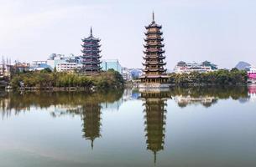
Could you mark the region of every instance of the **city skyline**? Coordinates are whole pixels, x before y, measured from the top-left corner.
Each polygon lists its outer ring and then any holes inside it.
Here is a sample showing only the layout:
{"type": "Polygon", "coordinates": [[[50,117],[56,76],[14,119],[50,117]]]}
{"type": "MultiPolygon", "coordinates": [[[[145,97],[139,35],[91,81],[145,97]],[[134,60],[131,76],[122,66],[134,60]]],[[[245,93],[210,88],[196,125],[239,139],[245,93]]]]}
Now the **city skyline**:
{"type": "Polygon", "coordinates": [[[255,65],[254,7],[236,0],[0,1],[0,53],[29,62],[52,53],[81,55],[81,38],[92,26],[103,59],[142,68],[144,26],[154,10],[163,26],[167,68],[180,60],[209,60],[229,68],[239,61],[255,65]]]}

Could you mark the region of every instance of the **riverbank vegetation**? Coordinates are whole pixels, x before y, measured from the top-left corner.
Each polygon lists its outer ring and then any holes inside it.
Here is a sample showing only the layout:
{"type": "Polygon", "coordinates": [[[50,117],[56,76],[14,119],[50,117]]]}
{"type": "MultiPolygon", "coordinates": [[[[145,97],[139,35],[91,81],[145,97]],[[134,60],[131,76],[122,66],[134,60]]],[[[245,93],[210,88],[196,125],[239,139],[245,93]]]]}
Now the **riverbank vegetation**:
{"type": "Polygon", "coordinates": [[[170,73],[170,83],[175,85],[209,84],[238,85],[247,83],[247,72],[232,68],[209,73],[170,73]]]}
{"type": "Polygon", "coordinates": [[[59,73],[49,70],[21,73],[11,79],[13,89],[35,88],[85,88],[90,89],[120,89],[123,86],[122,75],[112,69],[97,75],[87,76],[77,73],[59,73]]]}

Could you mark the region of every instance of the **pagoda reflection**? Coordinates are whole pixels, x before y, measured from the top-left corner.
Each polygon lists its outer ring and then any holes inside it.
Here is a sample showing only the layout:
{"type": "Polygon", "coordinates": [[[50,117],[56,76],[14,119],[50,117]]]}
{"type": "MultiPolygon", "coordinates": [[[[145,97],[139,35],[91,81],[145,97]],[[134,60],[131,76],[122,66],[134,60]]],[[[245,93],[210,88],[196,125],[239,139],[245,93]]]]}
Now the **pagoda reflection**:
{"type": "Polygon", "coordinates": [[[154,153],[154,164],[157,153],[164,149],[167,99],[170,98],[170,93],[166,91],[141,92],[141,99],[144,99],[147,149],[154,153]]]}
{"type": "Polygon", "coordinates": [[[83,106],[81,113],[83,138],[91,140],[93,149],[93,141],[101,137],[101,104],[88,103],[83,106]]]}

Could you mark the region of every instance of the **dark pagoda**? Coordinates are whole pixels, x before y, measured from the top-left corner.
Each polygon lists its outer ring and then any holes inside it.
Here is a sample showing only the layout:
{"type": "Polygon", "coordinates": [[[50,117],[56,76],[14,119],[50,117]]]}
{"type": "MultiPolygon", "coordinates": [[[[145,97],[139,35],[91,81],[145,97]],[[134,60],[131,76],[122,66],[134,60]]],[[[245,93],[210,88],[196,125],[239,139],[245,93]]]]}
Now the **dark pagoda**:
{"type": "Polygon", "coordinates": [[[86,74],[97,74],[99,73],[101,71],[101,45],[99,44],[100,41],[101,40],[99,38],[96,38],[92,36],[91,28],[90,37],[82,39],[82,73],[86,74]]]}
{"type": "Polygon", "coordinates": [[[101,104],[97,102],[86,103],[83,106],[83,137],[91,140],[91,147],[93,149],[93,141],[101,137],[101,104]]]}
{"type": "Polygon", "coordinates": [[[166,68],[165,66],[165,56],[163,49],[163,38],[161,32],[162,26],[158,25],[154,22],[154,14],[153,13],[152,23],[146,26],[147,33],[144,39],[145,56],[143,63],[144,66],[144,74],[140,77],[140,88],[167,88],[168,76],[166,75],[166,68]]]}
{"type": "Polygon", "coordinates": [[[170,92],[143,92],[141,98],[144,100],[144,106],[146,119],[145,133],[147,149],[156,154],[164,149],[167,99],[171,98],[170,92]]]}

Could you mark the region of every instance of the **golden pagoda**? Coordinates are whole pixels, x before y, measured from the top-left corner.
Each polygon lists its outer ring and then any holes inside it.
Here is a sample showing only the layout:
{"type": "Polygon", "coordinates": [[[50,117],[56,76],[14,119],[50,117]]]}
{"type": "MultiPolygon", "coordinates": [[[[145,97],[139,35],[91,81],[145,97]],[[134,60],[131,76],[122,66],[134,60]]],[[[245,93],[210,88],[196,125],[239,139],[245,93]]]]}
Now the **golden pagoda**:
{"type": "Polygon", "coordinates": [[[169,88],[166,68],[165,66],[165,56],[163,49],[164,44],[161,32],[162,26],[154,22],[154,14],[153,13],[153,20],[149,26],[145,27],[146,38],[144,38],[145,56],[144,57],[144,74],[140,77],[141,84],[139,88],[169,88]]]}

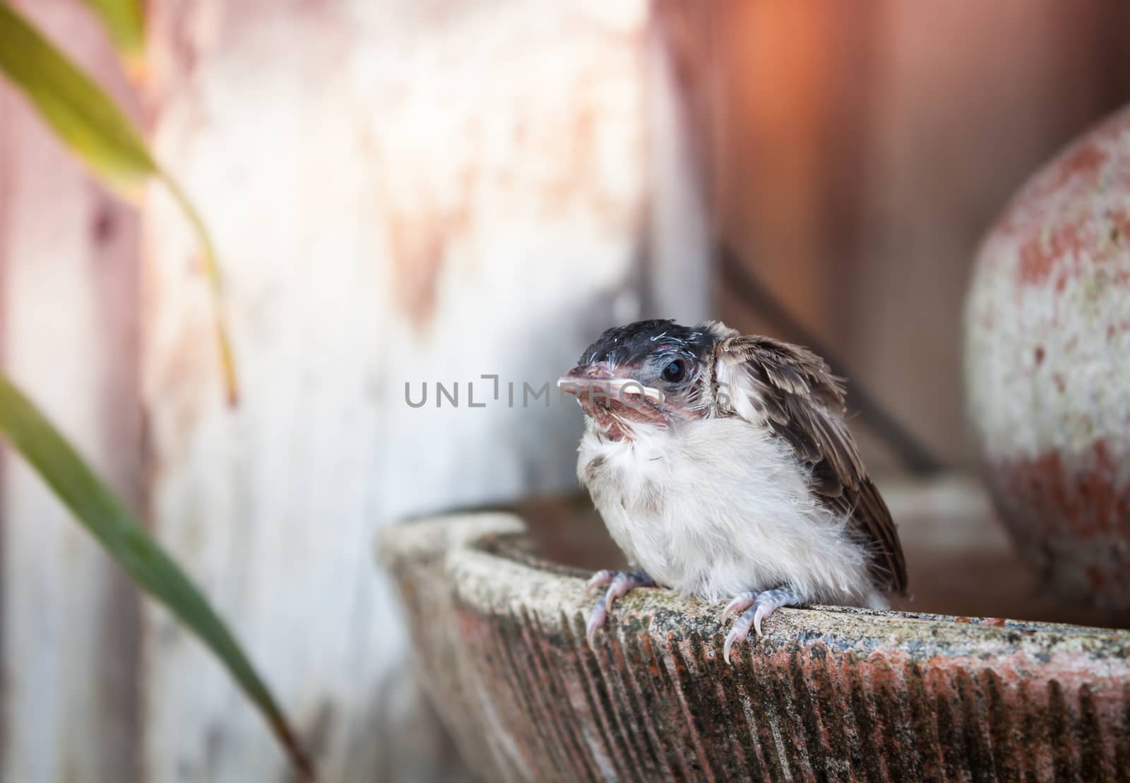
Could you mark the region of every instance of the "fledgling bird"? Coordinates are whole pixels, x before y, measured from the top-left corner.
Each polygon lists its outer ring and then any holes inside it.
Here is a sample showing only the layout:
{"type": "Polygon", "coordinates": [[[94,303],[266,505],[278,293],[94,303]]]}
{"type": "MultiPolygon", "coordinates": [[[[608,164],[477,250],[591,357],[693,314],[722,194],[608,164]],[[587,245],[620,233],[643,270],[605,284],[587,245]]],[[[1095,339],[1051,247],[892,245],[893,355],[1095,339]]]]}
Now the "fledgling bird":
{"type": "Polygon", "coordinates": [[[811,351],[720,322],[638,321],[601,334],[558,385],[585,412],[577,476],[633,568],[590,581],[606,588],[590,645],[637,586],[732,599],[728,662],[779,607],[887,608],[905,592],[842,380],[811,351]]]}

········

-- Your task --
Please express the stretch of the listing from its start through the line containing "Now the **city" as a Markdown table with the columns Row and Listing line, numbering each line, skipping blank lines and leaving out the pictures.

-- Exercise answer --
| Row | Listing line |
|---|---|
| 1 | Could you mark the region of every instance of the **city skyline**? Coordinates are whole pixels, x before y, measured from the top-left corner. |
| 2 | Each polygon lists its outer ring and then any holes inside it. |
| 3 | Here is a sample showing only the layout: |
| 4 | {"type": "Polygon", "coordinates": [[[50,117],[56,76],[14,119],[50,117]]]} |
| 5 | {"type": "MultiPolygon", "coordinates": [[[[145,97],[139,35],[91,81],[145,97]],[[134,60],[131,76],[122,66],[134,60]]],[[[245,93],[210,88],[196,125],[239,139],[245,93]]]]} |
| 6 | Now the **city skyline**: |